BEGIN Exercise data

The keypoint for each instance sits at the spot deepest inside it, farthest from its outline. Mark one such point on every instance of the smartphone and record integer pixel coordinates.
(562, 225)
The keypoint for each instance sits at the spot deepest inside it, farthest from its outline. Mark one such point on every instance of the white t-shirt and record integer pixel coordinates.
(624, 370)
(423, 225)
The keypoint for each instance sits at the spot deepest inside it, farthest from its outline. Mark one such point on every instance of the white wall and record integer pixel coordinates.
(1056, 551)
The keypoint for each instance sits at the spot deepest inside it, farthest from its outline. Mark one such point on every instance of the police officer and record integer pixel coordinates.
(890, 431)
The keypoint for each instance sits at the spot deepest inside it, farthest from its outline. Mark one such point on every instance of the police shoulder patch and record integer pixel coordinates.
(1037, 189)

END Exercise data

What is required:
Reproduce all of the rows above, replacing "smartphone" with "mobile phone" and leaving everything else unchanged.

Exercise result:
The keypoint for each instance sits at the spot deepest inside it, farthest from its outline. Mark one such point on every instance of the mobile phone and record integer pixel coordinates.
(562, 225)
The keypoint for each instance sits at the spot deepest inside it, farthest from its outline. Mark one such point on every instance of the white t-shirt and record integer pixel coordinates.
(624, 370)
(423, 225)
The keypoint for each instance sits at the spot deepest inside it, farthest from its outline. Mark one such point on every instance of the white wall and record integer pixel coordinates.
(1056, 551)
The keypoint for each instance sits at the spot deepest inside it, farthest from its outline. Mark one such point on every instance of the police officer and record integer pixel coordinates.
(890, 431)
The keypoint for each instance sits at the spot deepest inside it, farthest from its outline. Mark one such point on every instance of the police shoulder patch and record integer pixel coordinates.
(1037, 189)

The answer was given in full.